# Stated goal
Print only the line with "green grass in" and the lines after it, ending with the last line of the material, each exactly as it stands.

[Stored records]
━━━━
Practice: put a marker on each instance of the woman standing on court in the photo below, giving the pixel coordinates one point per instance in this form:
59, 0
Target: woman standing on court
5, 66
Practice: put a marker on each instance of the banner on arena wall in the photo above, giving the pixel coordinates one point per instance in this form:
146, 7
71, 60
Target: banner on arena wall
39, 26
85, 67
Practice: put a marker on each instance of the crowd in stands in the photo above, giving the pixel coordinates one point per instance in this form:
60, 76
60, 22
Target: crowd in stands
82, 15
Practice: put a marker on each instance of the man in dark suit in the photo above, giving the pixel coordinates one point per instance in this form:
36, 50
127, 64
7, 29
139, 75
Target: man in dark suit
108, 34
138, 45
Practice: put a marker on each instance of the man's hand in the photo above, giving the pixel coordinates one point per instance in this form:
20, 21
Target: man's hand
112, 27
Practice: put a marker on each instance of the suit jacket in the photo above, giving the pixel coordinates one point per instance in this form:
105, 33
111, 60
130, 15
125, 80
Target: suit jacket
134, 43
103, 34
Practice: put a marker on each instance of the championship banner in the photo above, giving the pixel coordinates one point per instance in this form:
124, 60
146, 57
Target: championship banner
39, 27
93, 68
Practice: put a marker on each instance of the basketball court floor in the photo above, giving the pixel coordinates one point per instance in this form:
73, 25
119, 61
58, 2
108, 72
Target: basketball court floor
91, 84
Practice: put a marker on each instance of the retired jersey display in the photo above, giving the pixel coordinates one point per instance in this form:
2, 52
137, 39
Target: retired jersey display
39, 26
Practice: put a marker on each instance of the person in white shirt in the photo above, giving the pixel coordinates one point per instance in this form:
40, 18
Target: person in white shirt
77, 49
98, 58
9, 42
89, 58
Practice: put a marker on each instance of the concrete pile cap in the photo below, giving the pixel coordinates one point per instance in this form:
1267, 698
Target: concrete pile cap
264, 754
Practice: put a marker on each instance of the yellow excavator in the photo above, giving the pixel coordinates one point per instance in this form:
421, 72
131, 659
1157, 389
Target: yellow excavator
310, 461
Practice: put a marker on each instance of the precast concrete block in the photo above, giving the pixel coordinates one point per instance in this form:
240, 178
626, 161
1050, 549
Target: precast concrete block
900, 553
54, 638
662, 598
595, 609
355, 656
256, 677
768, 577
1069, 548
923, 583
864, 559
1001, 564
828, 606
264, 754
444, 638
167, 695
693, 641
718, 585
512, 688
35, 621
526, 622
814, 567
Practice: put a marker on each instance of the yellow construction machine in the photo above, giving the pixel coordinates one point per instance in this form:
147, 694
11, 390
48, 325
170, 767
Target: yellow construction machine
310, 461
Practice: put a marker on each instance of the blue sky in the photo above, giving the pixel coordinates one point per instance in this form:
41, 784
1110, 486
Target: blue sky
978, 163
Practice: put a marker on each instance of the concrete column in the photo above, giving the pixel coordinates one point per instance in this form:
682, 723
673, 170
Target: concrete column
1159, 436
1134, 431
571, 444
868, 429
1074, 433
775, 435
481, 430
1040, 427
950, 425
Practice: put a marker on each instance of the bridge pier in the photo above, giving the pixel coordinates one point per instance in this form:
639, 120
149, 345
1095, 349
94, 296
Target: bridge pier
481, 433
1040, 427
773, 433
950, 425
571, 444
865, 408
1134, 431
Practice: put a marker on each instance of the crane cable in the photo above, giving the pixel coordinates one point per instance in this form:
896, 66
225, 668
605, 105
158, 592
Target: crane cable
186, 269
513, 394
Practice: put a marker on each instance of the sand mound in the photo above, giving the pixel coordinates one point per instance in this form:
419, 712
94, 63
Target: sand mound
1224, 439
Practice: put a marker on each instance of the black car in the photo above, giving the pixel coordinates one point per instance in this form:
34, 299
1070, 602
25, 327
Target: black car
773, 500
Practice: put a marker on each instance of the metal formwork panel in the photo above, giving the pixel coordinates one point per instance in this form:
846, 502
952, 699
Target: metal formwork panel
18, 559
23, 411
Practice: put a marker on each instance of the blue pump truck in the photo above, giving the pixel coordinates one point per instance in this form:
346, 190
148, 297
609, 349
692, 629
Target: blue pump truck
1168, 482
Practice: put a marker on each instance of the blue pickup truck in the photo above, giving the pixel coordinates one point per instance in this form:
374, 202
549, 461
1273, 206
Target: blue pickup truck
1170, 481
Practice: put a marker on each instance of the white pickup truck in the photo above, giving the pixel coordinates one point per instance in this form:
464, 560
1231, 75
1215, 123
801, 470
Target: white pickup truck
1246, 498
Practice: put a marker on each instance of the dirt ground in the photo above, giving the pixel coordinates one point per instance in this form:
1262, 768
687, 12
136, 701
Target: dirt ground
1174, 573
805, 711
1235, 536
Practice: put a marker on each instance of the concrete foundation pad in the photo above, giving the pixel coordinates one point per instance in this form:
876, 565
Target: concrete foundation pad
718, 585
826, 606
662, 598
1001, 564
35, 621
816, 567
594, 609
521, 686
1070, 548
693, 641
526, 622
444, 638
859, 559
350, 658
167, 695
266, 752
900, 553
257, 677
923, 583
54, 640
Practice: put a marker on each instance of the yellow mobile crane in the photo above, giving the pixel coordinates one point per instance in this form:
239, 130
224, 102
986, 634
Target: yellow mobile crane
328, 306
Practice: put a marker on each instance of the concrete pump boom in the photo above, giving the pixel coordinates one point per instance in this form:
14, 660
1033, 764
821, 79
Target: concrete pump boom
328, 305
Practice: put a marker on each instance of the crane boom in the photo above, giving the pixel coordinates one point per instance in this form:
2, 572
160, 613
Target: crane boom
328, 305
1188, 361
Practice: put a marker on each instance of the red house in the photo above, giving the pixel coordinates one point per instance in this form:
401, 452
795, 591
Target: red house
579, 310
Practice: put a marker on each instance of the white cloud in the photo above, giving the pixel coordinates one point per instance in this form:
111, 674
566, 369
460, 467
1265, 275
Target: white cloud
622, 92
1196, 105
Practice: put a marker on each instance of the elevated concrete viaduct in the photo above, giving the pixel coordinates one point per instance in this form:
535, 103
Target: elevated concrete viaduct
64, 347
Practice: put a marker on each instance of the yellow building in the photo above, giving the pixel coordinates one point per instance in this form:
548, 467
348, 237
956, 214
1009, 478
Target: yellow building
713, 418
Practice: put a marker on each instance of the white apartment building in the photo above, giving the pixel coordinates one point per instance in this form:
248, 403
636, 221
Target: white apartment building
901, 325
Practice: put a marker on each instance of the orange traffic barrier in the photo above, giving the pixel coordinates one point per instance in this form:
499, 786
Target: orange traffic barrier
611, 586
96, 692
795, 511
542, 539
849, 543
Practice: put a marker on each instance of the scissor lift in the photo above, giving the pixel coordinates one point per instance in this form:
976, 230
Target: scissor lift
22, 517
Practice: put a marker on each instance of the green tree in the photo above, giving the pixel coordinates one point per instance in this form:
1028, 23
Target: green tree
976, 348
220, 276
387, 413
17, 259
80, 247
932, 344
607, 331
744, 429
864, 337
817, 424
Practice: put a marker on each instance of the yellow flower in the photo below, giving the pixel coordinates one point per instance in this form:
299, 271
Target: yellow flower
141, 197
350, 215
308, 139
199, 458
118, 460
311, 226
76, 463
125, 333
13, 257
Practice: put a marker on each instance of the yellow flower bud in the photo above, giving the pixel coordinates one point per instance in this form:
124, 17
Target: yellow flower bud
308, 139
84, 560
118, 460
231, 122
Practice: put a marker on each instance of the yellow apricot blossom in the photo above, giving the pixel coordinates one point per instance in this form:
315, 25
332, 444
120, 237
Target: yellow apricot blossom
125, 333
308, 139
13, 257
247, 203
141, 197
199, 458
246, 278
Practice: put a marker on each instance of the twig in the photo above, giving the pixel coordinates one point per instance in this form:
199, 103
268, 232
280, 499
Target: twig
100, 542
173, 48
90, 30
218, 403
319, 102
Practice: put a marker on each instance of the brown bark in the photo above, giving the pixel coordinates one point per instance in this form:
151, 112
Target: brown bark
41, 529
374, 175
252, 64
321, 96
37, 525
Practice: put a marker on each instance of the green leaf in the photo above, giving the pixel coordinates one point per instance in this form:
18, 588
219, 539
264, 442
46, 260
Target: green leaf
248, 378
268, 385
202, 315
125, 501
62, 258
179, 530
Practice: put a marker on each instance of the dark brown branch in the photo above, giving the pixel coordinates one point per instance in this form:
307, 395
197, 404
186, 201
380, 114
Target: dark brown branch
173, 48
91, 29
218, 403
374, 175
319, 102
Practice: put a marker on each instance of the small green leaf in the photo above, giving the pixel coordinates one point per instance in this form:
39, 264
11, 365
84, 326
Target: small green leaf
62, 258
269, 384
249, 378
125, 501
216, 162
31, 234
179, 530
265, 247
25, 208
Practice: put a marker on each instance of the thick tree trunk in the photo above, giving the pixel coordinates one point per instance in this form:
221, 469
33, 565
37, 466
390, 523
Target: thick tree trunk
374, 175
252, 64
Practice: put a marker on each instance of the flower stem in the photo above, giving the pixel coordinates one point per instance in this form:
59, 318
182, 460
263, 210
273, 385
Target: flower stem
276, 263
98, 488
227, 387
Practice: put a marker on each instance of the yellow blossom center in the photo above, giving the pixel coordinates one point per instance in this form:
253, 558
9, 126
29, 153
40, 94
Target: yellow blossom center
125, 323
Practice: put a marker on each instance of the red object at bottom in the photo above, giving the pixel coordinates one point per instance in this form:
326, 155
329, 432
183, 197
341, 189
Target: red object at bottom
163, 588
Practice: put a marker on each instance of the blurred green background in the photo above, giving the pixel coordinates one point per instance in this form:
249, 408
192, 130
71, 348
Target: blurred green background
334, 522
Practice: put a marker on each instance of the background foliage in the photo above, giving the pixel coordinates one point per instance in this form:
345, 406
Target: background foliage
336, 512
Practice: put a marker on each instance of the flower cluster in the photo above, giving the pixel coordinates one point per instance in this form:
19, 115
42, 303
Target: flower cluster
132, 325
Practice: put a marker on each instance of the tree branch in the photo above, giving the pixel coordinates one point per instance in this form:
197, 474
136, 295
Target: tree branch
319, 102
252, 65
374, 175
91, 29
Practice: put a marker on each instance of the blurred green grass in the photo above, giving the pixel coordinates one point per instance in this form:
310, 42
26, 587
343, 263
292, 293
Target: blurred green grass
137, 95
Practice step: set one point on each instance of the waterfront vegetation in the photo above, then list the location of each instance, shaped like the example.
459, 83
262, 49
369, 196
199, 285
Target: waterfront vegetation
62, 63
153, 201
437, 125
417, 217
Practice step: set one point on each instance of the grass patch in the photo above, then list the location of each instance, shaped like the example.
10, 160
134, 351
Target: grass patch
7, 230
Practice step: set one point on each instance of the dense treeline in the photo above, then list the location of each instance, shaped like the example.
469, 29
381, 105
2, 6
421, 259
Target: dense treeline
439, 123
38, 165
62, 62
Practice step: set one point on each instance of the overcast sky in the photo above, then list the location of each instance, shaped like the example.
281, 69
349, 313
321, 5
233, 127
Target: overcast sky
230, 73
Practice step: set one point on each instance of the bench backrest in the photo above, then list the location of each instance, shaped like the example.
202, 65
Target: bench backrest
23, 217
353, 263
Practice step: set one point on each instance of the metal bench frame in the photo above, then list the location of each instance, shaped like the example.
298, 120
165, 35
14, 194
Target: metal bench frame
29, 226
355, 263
━━━━
# Exercise solution
Practice: put a marker on each instance of the blurred green grass in the photo above, giving the pixel coordinates one point per instance in this form:
310, 42
26, 587
343, 263
292, 293
Target: blurred green grass
137, 95
Practice step: set one point on each instance of the waterfront vegetation in the photo above, then list the location of each instance, shaped like the example.
459, 83
262, 49
369, 196
199, 285
Target: waterfront vegetation
62, 63
153, 201
437, 125
417, 217
Practice step: set one point on each instance of the grass patch in the photo above, then list the location of each instance, shaped like the example.
10, 160
134, 351
Target: grass patch
7, 230
Practice step: set one point on each instance of the dense treeline in the photo above, then list the location of each instance, shaped like the example.
469, 29
381, 105
2, 6
421, 259
Target: dense treeline
439, 123
38, 165
62, 62
Practice step: set one point on each instance of the overcast sky in the photo above, then list the location of each instance, shaped like the example.
281, 69
349, 313
321, 5
233, 127
Target: overcast sky
230, 73
Practice step: set one point on each instance of the bench backrest in the photo above, then list the location of each instance, shaped like the example.
202, 65
Target: bench backrest
23, 217
353, 263
Practice step: set one point on each instance of the metal bench frame in the photo above, then list the location of each instance, shaped like the example.
298, 120
165, 35
14, 194
Target: metal bench frame
29, 226
355, 263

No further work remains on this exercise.